Select each line in the listing that contains the string "exposed" and copy those lines. Matching is case-sensitive.

— START OF Material supplied —

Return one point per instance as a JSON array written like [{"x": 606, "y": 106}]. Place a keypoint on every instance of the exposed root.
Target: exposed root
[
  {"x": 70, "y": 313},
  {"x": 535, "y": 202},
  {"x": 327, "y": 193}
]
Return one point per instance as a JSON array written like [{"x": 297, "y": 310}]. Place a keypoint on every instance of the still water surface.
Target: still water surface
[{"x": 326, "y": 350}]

— END OF Material supplied —
— START OF Material supplied —

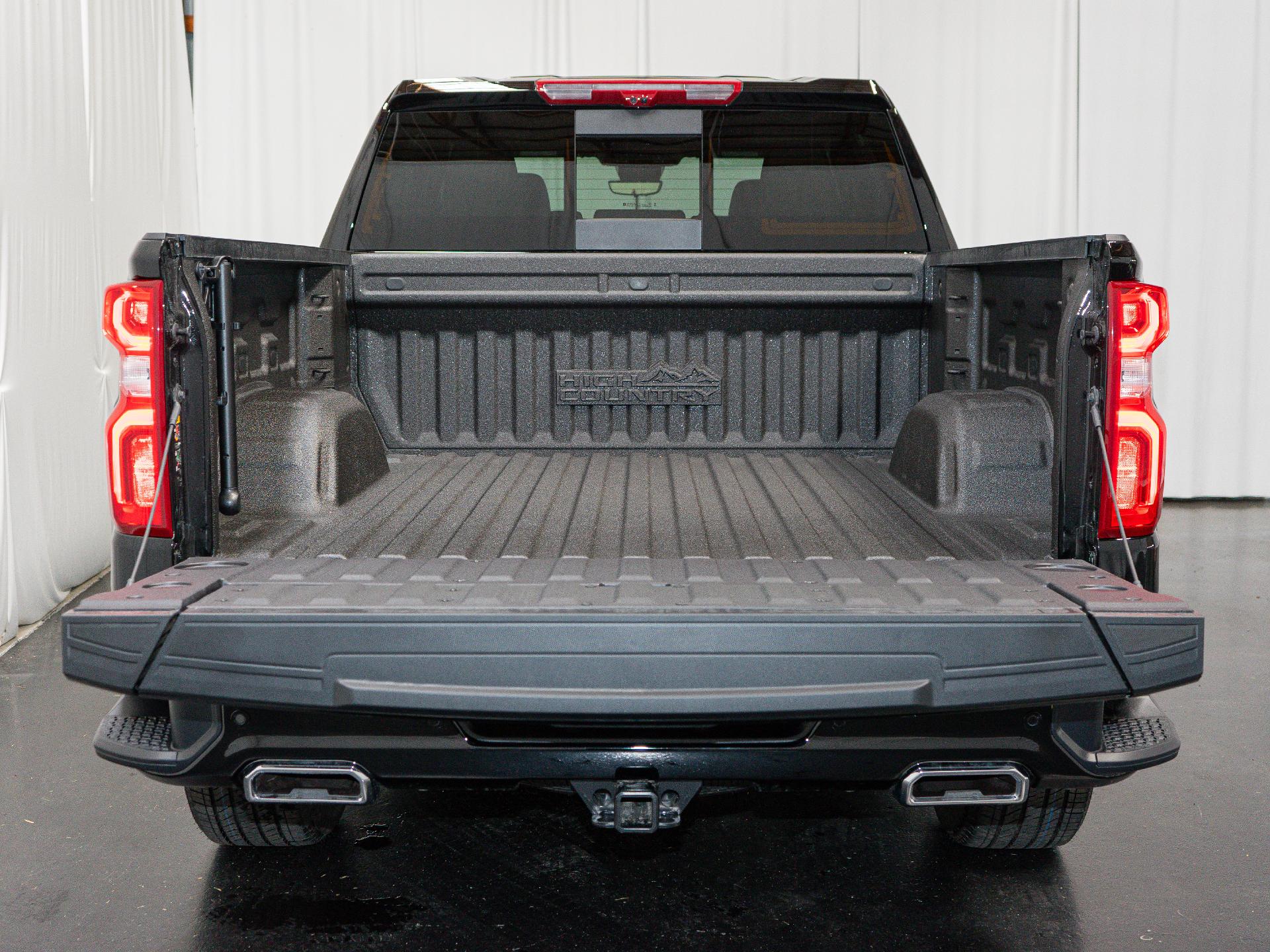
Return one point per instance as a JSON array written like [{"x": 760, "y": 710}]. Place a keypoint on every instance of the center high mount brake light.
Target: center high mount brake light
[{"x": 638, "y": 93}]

— END OF Material supplied —

* **Result of this exercise**:
Return one point per instance as a JSON array written like [{"x": 606, "y": 106}]. Place a keypoint on every instance of the exposed root.
Target: exposed root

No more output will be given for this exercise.